**Work to be completed:** Collect each line in the entries below that contains the string "street", and copy every such line in full.

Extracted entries
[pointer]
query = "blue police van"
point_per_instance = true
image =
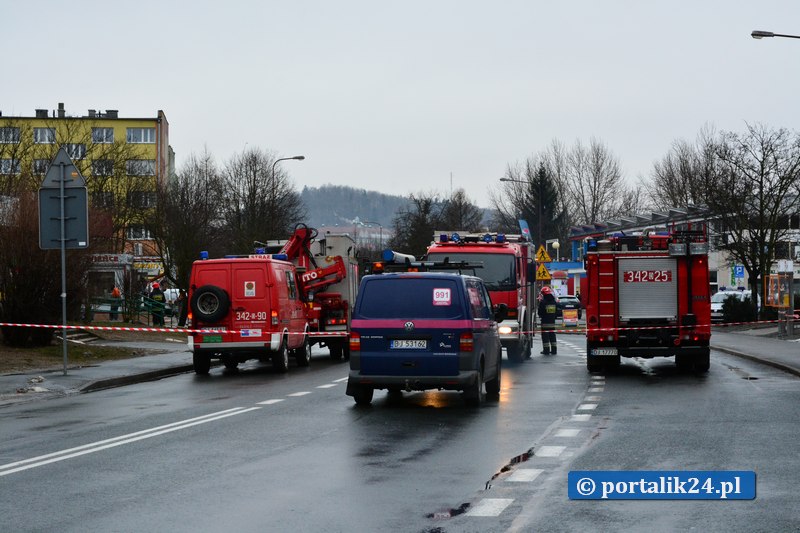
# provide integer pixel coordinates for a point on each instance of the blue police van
(415, 331)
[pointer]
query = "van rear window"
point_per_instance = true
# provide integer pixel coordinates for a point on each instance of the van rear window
(410, 298)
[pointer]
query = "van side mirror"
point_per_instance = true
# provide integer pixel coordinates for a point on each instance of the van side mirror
(500, 312)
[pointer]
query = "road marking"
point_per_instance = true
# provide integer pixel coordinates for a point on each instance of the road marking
(93, 447)
(549, 451)
(525, 475)
(490, 507)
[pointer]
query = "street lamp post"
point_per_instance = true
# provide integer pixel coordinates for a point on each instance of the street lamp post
(758, 34)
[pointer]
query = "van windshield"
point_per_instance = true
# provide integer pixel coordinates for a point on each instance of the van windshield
(410, 297)
(498, 272)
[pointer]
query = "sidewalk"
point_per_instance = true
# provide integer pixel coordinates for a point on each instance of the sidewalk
(754, 344)
(29, 386)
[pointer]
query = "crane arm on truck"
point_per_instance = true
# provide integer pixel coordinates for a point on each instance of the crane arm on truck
(319, 278)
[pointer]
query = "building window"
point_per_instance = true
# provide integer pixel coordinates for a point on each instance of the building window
(75, 150)
(102, 167)
(103, 135)
(9, 135)
(9, 166)
(141, 199)
(103, 200)
(141, 135)
(141, 167)
(44, 135)
(137, 232)
(40, 166)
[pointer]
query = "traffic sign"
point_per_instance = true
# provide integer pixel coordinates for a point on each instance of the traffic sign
(542, 274)
(63, 197)
(542, 256)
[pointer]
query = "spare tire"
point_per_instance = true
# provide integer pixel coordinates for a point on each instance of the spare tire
(210, 303)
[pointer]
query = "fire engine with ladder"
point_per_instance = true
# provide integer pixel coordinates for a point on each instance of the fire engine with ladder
(648, 296)
(507, 273)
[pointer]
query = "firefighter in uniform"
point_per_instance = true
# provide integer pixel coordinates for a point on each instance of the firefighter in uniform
(547, 314)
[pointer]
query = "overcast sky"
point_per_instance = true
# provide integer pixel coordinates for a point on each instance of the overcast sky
(398, 97)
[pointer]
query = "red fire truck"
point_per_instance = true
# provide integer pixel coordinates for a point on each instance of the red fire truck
(648, 296)
(508, 275)
(270, 305)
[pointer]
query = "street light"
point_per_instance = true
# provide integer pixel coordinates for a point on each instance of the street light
(758, 34)
(538, 205)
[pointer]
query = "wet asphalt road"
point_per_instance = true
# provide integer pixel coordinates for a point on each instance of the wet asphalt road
(258, 451)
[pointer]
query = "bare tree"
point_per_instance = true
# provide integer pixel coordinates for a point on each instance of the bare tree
(260, 202)
(752, 192)
(188, 217)
(459, 213)
(594, 183)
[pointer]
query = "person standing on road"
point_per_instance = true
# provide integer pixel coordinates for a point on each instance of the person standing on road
(547, 315)
(158, 301)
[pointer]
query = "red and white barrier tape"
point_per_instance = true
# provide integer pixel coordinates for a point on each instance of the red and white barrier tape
(159, 330)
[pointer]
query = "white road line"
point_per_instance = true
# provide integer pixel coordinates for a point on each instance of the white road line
(490, 507)
(524, 475)
(118, 441)
(549, 451)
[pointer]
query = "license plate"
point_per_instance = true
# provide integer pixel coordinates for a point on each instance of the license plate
(408, 344)
(604, 351)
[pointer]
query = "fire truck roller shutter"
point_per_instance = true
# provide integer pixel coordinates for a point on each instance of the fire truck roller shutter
(210, 303)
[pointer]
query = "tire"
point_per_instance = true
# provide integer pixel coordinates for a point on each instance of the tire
(363, 395)
(474, 393)
(201, 363)
(493, 385)
(210, 303)
(303, 354)
(280, 359)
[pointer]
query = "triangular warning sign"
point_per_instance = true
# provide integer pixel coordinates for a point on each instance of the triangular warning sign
(542, 274)
(542, 256)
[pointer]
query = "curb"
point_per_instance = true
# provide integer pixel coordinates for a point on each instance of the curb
(769, 362)
(121, 381)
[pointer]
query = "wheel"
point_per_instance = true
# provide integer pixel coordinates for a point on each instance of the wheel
(474, 393)
(201, 363)
(210, 303)
(303, 354)
(493, 385)
(363, 396)
(280, 359)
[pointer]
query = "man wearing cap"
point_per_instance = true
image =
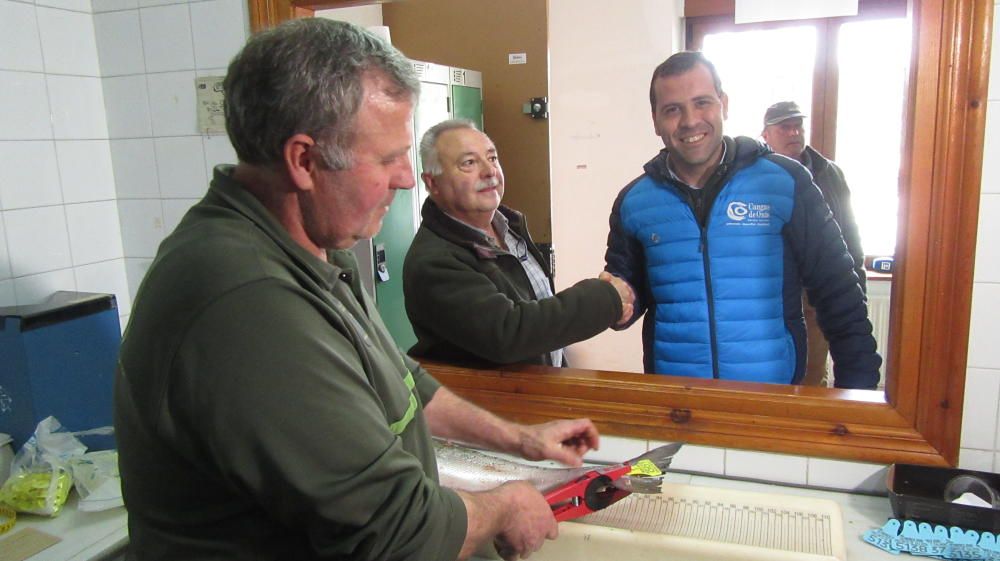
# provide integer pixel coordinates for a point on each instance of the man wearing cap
(719, 237)
(784, 133)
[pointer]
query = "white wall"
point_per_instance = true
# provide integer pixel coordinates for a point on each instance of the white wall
(59, 227)
(600, 135)
(980, 432)
(99, 150)
(365, 16)
(150, 53)
(63, 182)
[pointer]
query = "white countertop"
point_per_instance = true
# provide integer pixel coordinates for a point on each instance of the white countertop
(85, 536)
(93, 536)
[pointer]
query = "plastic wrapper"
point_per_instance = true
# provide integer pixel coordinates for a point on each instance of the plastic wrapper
(40, 476)
(96, 477)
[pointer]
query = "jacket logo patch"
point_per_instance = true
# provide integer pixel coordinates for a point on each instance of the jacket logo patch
(748, 214)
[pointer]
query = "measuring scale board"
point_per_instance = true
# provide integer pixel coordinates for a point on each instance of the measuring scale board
(690, 523)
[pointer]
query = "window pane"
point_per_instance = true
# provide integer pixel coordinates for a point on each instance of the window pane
(874, 58)
(753, 80)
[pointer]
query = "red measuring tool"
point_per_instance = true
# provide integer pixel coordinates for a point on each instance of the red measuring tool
(588, 493)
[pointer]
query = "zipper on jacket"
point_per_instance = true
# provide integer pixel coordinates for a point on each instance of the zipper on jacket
(711, 302)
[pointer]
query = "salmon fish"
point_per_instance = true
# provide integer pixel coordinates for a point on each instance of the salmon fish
(467, 469)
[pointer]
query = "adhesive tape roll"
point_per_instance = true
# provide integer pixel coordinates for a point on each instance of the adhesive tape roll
(961, 484)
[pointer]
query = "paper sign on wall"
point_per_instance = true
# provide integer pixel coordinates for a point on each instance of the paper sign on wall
(517, 58)
(209, 96)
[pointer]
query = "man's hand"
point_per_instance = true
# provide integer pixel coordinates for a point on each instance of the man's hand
(515, 515)
(624, 291)
(562, 441)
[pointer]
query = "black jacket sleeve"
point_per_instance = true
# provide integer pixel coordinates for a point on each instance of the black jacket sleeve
(626, 259)
(828, 275)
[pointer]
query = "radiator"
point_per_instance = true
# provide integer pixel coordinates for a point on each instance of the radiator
(878, 312)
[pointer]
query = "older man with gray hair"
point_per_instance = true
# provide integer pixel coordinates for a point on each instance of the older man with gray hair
(262, 410)
(477, 288)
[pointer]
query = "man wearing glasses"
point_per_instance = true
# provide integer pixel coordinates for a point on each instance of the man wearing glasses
(477, 288)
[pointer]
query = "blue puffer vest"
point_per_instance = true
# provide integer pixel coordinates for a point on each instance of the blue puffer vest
(719, 287)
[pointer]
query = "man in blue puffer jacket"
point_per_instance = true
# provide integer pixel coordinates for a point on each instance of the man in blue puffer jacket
(719, 237)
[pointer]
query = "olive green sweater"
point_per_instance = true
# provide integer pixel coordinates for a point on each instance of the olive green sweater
(471, 302)
(262, 411)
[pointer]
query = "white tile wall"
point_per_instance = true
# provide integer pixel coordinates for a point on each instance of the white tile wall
(119, 43)
(5, 273)
(58, 215)
(94, 232)
(33, 289)
(7, 297)
(991, 166)
(981, 389)
(985, 324)
(166, 38)
(181, 163)
(137, 40)
(29, 175)
(979, 460)
(981, 421)
(172, 102)
(127, 105)
(85, 166)
(836, 474)
(219, 30)
(142, 226)
(114, 5)
(135, 270)
(73, 5)
(77, 107)
(37, 239)
(698, 459)
(24, 98)
(94, 278)
(134, 163)
(173, 211)
(987, 266)
(218, 150)
(780, 468)
(22, 47)
(68, 44)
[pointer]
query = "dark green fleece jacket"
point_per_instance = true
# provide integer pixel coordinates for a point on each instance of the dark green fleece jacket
(262, 410)
(471, 302)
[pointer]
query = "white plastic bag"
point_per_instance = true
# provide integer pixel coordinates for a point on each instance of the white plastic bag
(40, 477)
(95, 475)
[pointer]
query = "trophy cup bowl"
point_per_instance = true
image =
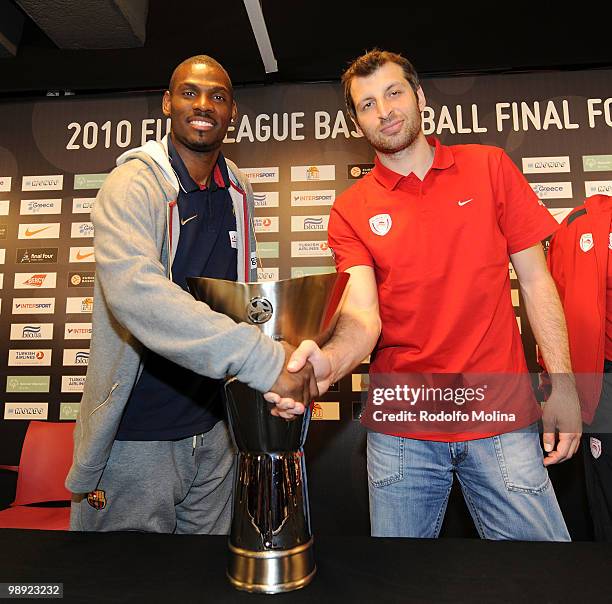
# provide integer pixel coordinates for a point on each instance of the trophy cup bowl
(271, 539)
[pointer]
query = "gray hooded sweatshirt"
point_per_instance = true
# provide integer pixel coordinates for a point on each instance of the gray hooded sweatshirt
(137, 306)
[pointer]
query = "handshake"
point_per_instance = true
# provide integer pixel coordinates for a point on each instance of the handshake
(305, 376)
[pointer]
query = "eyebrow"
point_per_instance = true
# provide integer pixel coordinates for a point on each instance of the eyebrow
(214, 88)
(391, 85)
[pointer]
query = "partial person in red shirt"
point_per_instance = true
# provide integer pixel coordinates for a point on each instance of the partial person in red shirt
(427, 237)
(579, 261)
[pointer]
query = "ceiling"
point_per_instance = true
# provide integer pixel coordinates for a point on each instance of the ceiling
(312, 41)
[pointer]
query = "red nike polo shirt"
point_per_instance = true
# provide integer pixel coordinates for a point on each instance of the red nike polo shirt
(440, 250)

**Response:**
query = "street lamp post"
# provide integer pixel coordinates for a point on each instance of the street lamp post
query = "street light"
# provide integer pixel coordinates for a point on each instance of the street light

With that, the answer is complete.